## [EXERCISE 1]
In the listing below, pick out every line that contains the word "overhead" and copy each one in full.

## [DOCUMENT SECTION]
※ ※ ※

Version 0.3.1, 12 May 2022

Version history:

0.1, 22 June 2020
0.2, 9 August 2021
0.3, 9 May 2022
0.3.1, 12 May 2022

Scope of this document

The number of linguistics characters in the Unicode Standard is enormous. No attempt is made here to cover all of them. The following are observations of phenomena that have had an impact on Brill’s treatment of linguistic texts. It should be noted that the term ‘linguistics’ can cover the study of specific languages; the study of ‘language’ as such (sometimes called ‘theoretical linguistics’); comparative linguistics; and philology, which is the study of all sorts of language phenomena within the context of traditional scholarly disciplines, such as Classical Studies, theology, Semitic Studies, Arabic Studies, Sinology, and so on.

Distinguishing ‘twins’ typographically

In linguistic representations – specifically IPA, but not limited to that system – two slightly different forms of the same Latin letter represent different phonemes. The following Latin characters are affected: Latin a, f, and g.

Some Greek characters used as phonetic symbols have a distinct ‘Latin’ shape. Most of them now have a Unicode code point of their own, but not all. Therefore, the current version of the Brill fonts (4.00) has the alternate glyph shapes still at their Greek code points but accessible through the OpenType Stylistic Set 20. These are θ and λ. Note that there are also other Latin-shaped Greek characters, among which are β and χ, which have code points of their own (ꞵ and ꭓ).

Because of the subtlety of differences in appearance of these characters it is important to check (or spot-check) these characters by code point. The easiest way to do this in MS Office (Windows) is to copy the character whose Unicode value you wish to know from its source and paste it into a Word document. Once pasted, with the insertion point positioned just after the character in question, type Alt X, which converts the character to its Unicode hexadecimal value (typing Alt X again will toggle this back to the character). On macOS, you can use Character Viewer (sometimes referred to as ‘Emoji & Symbols’): in its Search field, paste the character whose value you wish to determine and it will show the required information instantly next to ‘Unicode’, as a hexadecimal value prefixed with ‘U+’.
For more information, see Using Unicode hexadecimal codes.

Latin twins in the Brill typeface

The letter a can be of the ‘two-storey’ kind, almost always found in serif typefaces; and it can be ‘single-storey’, as in many sans-serif typefaces (this latter, ɑ, is also known as ‘script a’ and ‘Latin alpha’). In serif typefaces, the regular or roman style normally has a two-storey design, whereas the italic is normally of the single-storey kind. In non-technical type it does not matter that the two are sightly different depending on the style.

※ ※ ※

Pointing records for named objects:
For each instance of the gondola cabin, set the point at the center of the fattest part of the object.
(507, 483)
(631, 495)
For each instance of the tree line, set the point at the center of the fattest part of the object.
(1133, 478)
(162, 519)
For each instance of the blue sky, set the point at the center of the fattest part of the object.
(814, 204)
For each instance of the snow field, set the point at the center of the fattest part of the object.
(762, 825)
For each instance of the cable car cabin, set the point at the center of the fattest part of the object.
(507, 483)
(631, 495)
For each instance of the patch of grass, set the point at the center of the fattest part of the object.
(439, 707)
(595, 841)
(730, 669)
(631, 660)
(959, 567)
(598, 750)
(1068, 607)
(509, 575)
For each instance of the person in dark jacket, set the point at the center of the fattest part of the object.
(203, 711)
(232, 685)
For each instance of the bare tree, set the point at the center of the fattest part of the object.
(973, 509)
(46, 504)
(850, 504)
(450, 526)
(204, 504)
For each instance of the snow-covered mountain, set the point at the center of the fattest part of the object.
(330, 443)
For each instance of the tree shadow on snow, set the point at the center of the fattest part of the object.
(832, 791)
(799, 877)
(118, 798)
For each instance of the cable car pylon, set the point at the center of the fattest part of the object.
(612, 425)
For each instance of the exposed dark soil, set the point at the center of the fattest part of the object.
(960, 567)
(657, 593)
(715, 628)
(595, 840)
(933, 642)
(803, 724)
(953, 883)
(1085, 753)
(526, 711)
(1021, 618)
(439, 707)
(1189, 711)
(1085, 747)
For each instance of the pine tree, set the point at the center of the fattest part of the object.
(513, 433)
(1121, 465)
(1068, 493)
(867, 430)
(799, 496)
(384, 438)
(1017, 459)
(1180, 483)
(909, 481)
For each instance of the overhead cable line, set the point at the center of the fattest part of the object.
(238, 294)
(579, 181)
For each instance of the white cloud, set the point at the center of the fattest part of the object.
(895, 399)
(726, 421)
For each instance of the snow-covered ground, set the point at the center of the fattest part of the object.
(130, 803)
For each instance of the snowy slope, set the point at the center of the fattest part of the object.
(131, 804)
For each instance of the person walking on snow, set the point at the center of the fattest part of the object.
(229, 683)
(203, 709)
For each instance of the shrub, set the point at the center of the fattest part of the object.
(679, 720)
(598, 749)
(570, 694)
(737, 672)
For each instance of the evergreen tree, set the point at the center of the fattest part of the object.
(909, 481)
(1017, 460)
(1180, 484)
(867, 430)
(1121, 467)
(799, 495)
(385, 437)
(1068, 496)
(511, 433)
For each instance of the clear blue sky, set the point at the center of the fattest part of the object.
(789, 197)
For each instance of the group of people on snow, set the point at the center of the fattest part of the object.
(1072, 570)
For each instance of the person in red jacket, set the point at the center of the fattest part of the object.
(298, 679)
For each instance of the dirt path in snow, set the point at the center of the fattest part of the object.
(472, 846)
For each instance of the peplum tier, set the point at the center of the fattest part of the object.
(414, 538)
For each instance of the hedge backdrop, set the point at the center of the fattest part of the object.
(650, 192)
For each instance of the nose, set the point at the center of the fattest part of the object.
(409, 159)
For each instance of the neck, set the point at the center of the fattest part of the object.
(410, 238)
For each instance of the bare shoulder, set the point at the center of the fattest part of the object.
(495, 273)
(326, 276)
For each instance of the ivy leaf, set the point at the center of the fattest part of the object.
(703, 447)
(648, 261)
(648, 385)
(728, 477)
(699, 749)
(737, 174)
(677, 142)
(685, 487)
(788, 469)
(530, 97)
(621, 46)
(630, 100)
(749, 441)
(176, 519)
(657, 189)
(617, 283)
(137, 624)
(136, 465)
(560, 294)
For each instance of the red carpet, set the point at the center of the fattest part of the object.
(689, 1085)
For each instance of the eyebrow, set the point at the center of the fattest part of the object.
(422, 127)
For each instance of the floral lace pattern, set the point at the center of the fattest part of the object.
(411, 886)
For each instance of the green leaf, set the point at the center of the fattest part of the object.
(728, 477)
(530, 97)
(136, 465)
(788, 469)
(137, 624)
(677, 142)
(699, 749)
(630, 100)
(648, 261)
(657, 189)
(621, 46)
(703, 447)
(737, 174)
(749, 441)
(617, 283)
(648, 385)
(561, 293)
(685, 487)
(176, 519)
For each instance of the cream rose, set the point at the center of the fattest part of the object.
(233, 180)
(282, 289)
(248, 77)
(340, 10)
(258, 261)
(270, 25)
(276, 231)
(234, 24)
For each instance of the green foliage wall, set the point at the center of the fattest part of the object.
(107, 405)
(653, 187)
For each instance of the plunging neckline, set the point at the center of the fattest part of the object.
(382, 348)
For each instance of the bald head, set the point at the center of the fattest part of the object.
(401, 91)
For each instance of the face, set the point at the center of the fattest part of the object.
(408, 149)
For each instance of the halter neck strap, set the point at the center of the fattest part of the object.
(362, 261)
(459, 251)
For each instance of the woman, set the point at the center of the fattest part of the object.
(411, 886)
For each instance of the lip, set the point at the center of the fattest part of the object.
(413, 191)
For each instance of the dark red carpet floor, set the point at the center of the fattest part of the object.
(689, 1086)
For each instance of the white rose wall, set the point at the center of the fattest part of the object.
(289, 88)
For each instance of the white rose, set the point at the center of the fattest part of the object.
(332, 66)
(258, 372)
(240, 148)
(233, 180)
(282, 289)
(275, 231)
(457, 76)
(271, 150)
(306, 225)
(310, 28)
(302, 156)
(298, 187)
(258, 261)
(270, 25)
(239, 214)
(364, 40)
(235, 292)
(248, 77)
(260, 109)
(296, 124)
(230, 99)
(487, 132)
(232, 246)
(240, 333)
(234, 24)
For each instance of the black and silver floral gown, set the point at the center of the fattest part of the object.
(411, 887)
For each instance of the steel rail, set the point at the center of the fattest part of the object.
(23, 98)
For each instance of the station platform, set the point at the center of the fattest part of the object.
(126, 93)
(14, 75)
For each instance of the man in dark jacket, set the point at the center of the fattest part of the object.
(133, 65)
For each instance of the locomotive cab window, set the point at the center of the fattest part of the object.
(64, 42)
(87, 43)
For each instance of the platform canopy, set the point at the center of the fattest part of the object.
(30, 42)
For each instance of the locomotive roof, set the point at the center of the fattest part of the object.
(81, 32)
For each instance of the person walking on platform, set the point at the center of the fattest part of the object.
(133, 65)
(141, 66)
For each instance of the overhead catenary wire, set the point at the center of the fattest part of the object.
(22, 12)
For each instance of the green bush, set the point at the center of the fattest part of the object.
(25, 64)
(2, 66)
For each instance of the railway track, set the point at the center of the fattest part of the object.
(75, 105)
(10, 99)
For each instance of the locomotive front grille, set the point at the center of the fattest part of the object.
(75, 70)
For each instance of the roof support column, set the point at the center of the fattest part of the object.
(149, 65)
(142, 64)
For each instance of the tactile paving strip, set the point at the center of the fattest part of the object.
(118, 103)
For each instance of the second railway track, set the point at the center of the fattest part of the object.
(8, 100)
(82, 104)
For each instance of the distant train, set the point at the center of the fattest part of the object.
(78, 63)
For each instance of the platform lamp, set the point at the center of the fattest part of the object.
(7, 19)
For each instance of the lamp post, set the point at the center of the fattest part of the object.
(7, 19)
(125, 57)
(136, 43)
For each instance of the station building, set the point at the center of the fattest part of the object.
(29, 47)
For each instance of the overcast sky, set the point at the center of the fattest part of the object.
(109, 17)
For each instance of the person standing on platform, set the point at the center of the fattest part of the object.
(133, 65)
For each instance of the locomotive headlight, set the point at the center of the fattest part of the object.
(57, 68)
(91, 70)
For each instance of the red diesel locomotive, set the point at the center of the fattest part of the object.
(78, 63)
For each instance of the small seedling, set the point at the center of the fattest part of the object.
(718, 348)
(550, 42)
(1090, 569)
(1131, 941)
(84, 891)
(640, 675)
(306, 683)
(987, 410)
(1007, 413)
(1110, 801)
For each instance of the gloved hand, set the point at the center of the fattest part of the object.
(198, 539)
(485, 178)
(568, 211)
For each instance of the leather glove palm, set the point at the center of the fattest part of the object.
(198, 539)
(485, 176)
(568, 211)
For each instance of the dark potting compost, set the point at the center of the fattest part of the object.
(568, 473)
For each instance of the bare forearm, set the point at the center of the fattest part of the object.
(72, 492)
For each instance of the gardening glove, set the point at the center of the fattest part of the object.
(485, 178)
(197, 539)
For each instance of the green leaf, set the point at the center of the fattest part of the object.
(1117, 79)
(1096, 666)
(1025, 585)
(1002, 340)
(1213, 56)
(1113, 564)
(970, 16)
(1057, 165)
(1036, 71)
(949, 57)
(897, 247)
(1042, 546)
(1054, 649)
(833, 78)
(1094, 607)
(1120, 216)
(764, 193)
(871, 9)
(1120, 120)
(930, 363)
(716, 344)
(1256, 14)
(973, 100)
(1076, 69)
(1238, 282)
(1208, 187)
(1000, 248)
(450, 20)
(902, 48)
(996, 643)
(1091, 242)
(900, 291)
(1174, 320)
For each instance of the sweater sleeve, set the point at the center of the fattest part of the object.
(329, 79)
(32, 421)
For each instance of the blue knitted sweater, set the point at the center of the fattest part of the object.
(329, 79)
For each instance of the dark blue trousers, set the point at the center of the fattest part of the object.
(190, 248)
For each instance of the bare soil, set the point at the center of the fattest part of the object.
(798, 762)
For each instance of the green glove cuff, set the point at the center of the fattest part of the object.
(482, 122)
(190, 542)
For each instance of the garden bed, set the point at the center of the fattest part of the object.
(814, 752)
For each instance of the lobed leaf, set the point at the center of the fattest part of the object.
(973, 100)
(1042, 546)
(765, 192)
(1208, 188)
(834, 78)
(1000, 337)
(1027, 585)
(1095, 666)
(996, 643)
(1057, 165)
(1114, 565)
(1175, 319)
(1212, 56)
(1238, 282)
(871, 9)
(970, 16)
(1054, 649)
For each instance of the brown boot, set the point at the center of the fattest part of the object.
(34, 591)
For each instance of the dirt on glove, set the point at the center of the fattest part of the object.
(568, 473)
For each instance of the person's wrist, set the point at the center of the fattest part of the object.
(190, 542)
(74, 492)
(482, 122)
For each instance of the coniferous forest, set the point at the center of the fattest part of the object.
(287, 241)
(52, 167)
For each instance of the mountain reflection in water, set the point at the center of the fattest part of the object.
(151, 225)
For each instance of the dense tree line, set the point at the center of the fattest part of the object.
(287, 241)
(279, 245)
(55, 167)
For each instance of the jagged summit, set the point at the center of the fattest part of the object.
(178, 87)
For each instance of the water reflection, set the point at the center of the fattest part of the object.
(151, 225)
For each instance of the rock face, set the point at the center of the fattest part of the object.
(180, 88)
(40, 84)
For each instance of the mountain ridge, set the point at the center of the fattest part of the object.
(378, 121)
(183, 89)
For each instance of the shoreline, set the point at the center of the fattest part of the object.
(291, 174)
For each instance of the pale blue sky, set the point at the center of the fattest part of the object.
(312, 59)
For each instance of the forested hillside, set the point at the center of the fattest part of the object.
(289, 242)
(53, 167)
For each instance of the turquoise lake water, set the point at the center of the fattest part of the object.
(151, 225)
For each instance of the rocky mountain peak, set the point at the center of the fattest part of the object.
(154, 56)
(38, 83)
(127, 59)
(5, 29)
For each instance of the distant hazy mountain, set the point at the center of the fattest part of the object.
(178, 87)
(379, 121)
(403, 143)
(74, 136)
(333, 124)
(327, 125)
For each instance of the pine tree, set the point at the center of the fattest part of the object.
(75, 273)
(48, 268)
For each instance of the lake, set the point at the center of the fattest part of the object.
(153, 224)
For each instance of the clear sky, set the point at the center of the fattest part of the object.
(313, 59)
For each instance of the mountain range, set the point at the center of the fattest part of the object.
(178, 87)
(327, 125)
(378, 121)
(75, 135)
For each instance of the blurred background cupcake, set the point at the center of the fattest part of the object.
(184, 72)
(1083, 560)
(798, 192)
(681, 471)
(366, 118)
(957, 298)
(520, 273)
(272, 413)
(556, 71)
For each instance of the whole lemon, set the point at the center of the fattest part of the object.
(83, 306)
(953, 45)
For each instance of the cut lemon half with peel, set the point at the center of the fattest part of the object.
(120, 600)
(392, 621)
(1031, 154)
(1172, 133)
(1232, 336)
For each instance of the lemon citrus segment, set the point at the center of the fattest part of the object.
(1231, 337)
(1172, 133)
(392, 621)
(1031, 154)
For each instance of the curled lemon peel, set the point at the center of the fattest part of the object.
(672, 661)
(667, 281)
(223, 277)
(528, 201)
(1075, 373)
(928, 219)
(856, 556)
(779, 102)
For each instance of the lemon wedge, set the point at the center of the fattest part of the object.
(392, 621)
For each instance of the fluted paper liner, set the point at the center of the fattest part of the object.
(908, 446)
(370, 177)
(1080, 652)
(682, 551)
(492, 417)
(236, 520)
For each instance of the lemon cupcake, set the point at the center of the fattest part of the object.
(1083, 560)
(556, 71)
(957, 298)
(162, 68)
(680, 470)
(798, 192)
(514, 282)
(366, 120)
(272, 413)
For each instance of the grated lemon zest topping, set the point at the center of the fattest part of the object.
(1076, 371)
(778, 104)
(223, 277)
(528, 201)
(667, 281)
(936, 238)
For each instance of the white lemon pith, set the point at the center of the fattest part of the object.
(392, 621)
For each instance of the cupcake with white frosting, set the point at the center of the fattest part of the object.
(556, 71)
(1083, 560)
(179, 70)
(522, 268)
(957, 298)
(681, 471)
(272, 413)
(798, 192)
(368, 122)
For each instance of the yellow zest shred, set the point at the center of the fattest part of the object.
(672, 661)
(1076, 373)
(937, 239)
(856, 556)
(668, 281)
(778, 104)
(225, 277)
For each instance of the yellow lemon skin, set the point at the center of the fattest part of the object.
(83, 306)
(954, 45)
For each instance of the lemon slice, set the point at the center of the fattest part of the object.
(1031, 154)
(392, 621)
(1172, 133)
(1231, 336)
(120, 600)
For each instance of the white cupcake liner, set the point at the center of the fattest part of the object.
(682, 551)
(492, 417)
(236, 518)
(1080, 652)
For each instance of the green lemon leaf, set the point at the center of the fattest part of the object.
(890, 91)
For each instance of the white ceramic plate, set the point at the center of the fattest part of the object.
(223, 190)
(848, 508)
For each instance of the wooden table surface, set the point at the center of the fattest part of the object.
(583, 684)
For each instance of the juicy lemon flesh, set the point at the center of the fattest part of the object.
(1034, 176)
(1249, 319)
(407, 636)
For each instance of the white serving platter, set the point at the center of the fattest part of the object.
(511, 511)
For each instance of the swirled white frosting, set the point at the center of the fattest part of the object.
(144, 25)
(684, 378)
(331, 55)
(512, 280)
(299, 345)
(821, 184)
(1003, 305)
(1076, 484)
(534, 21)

※ ※ ※

## [EXERCISE 2]
According to the document on linguistics characters above, which key combination converts a character to its Unicode hexadecimal value in MS Office on Windows?

## [WRITTEN RESPONSE 1]
For each instance of the overhead cable line, set the point at the center of the fattest part of the object.
For each instance of the overhead catenary wire, set the point at the center of the fattest part of the object.

## [WRITTEN RESPONSE 2]
Alt X